— begin EXTRACTED MATERIAL —
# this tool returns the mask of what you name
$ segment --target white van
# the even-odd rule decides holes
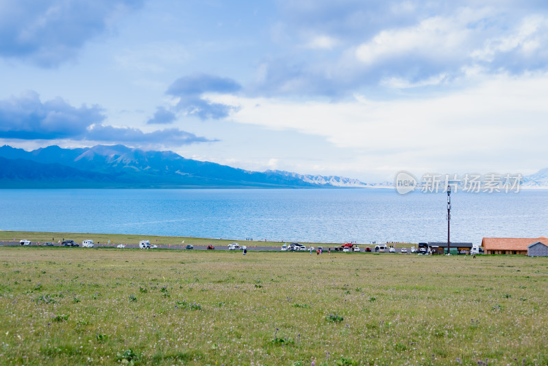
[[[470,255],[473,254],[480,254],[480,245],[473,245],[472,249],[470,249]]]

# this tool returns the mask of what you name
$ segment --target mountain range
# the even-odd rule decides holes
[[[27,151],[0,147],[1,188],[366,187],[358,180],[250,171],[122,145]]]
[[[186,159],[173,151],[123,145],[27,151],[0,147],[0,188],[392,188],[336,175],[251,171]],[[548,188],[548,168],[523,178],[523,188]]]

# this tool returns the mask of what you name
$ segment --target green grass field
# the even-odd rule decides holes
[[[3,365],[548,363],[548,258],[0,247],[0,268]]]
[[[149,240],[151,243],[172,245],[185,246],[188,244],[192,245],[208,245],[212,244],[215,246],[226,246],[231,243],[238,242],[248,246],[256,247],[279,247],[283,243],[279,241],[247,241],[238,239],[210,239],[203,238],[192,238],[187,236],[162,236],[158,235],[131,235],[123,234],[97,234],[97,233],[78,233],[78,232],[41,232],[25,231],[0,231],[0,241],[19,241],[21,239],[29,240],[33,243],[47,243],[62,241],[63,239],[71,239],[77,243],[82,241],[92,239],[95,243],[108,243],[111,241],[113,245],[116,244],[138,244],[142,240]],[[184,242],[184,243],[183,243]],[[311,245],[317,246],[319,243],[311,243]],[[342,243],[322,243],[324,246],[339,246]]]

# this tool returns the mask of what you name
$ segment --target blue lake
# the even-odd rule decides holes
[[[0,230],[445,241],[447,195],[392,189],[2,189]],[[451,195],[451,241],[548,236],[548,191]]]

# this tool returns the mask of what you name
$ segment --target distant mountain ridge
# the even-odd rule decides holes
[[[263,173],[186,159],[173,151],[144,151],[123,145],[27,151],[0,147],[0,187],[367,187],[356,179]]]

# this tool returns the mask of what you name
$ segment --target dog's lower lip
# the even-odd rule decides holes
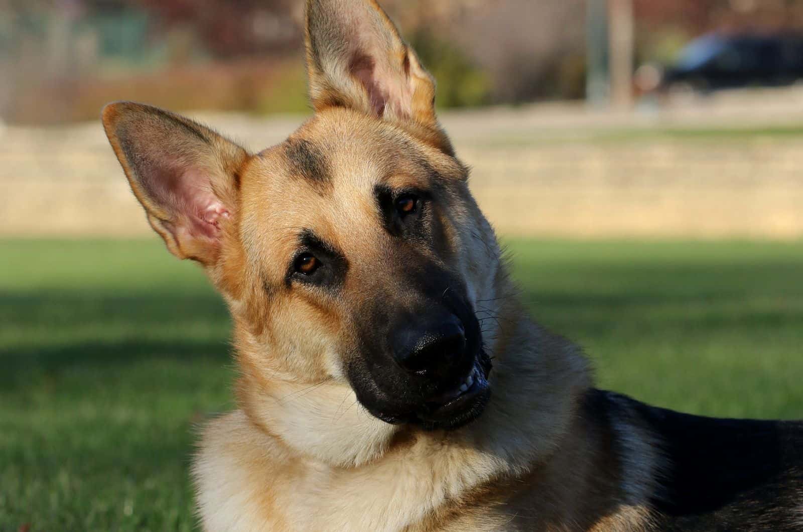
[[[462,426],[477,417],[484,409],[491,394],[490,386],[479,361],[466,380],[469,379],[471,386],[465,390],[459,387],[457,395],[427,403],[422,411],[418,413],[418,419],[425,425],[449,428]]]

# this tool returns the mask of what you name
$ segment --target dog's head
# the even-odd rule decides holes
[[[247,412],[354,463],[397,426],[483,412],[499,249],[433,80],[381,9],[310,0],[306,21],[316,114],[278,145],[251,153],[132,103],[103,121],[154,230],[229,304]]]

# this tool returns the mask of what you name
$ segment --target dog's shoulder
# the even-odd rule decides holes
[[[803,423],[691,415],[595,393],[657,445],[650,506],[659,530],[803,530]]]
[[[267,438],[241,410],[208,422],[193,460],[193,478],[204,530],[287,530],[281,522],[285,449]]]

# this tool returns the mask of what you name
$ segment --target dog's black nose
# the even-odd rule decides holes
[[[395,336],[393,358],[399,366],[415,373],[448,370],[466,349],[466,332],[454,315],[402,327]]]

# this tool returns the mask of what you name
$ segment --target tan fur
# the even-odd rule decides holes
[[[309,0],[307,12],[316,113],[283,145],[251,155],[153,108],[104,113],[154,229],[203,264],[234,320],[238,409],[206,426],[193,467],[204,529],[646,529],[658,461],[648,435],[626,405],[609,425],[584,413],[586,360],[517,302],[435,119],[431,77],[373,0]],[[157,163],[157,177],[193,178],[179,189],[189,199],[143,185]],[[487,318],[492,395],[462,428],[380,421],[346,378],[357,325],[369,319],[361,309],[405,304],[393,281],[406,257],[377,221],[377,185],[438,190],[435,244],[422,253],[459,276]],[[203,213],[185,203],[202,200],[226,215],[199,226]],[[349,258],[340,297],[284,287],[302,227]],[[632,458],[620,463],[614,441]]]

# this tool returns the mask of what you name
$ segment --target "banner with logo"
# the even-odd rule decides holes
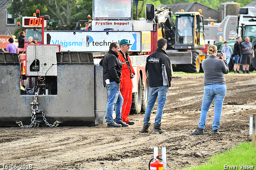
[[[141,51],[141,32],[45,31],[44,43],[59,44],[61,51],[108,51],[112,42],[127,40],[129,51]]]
— end EXTRACTED MATERIAL —
In the copy, include no pictures; restate the listing above exactly.

◆ WRITTEN REPLY
# this tool returns the mask of what you name
$ segment --target white van
# the even-odd rule decides holes
[[[470,255],[473,254],[480,254],[480,245],[473,245],[472,249],[470,249]]]

# this tool returns the mask of what you name
$ segment --target mountain range
# the even-odd rule decides holes
[[[27,151],[0,147],[1,188],[366,187],[358,180],[250,171],[122,145]]]
[[[186,159],[173,151],[123,145],[27,151],[0,147],[0,188],[392,188],[336,175],[251,171]],[[548,188],[548,168],[523,178],[523,188]]]

# this tool returns the mask of what you name
$ segment --target green grass field
# the even-odd rule decides holes
[[[3,365],[548,363],[548,258],[0,247],[0,268]]]
[[[149,240],[151,243],[172,245],[185,246],[188,244],[192,245],[208,245],[212,244],[215,246],[226,246],[231,243],[238,242],[248,246],[256,247],[279,247],[283,243],[279,241],[247,241],[238,239],[210,239],[203,238],[192,238],[187,236],[162,236],[158,235],[131,235],[123,234],[97,234],[97,233],[78,233],[78,232],[41,232],[25,231],[0,231],[0,241],[19,241],[21,239],[29,240],[33,243],[47,243],[62,241],[63,239],[71,239],[77,243],[82,241],[92,239],[95,243],[108,243],[111,241],[113,245],[116,244],[138,244],[142,240]],[[184,242],[184,243],[183,243]],[[311,245],[317,246],[319,243],[311,243]],[[342,243],[322,243],[324,246],[339,246]]]

# this tool returns the mask of what you name
$ segment --target blue lake
# the even-odd rule decides holes
[[[0,230],[445,241],[447,195],[392,189],[2,189]],[[451,195],[451,241],[548,236],[548,191]]]

# this tool returns the mask of what you name
$ segment --target distant mountain ridge
# the even-odd rule decides holes
[[[263,173],[186,159],[173,151],[144,151],[123,145],[27,151],[0,147],[0,187],[367,187],[356,179]]]

# this tool returns the mask of what you name
$ segment --target dog's lower lip
# the even-odd rule decides holes
[[[462,426],[477,417],[484,409],[491,394],[490,386],[479,361],[466,380],[469,379],[471,386],[465,390],[459,387],[457,395],[427,403],[422,411],[418,413],[418,419],[425,425],[449,428]]]

# this tool returns the mask of what you name
$ segment --target dog's head
# the even-odd rule decides holes
[[[247,412],[354,463],[397,426],[483,412],[499,249],[433,80],[381,9],[310,0],[306,21],[316,114],[278,145],[251,153],[132,103],[103,121],[154,230],[229,304]]]

# this tool returns the mask of what you name
$ segment --target dog's shoulder
# the even-odd rule decides holes
[[[803,423],[691,415],[595,393],[657,445],[650,506],[659,530],[803,530]]]
[[[267,438],[241,410],[208,422],[193,460],[193,478],[204,530],[287,530],[281,522],[285,449]]]

# this tool returns the mask of what you name
$ segment --target dog's black nose
# the even-odd rule decides holes
[[[395,336],[393,358],[399,366],[415,373],[448,370],[466,349],[466,332],[454,315],[402,327]]]

# this tool returns the mask of what you name
$ segment --target tan fur
# the even-odd rule decides holes
[[[309,0],[307,12],[316,113],[283,145],[251,155],[153,108],[104,113],[154,229],[203,264],[234,320],[238,409],[206,426],[193,467],[204,529],[646,529],[658,461],[648,435],[626,405],[609,425],[584,413],[586,360],[517,302],[435,119],[431,77],[373,0]],[[157,163],[157,177],[193,178],[179,189],[189,199],[143,185]],[[487,318],[492,395],[462,428],[380,421],[346,378],[357,325],[369,319],[361,309],[405,304],[393,281],[406,257],[377,221],[377,185],[438,190],[435,244],[422,253],[459,276]],[[203,213],[185,203],[202,200],[226,215],[199,226]],[[349,258],[340,297],[284,287],[302,227]],[[632,458],[620,463],[614,441]]]

# this tool returns the mask of what you name
$ segment --target "banner with logo"
# the even-odd rule decides holes
[[[141,51],[141,32],[45,31],[44,43],[59,44],[61,51],[108,51],[112,42],[127,40],[129,51]]]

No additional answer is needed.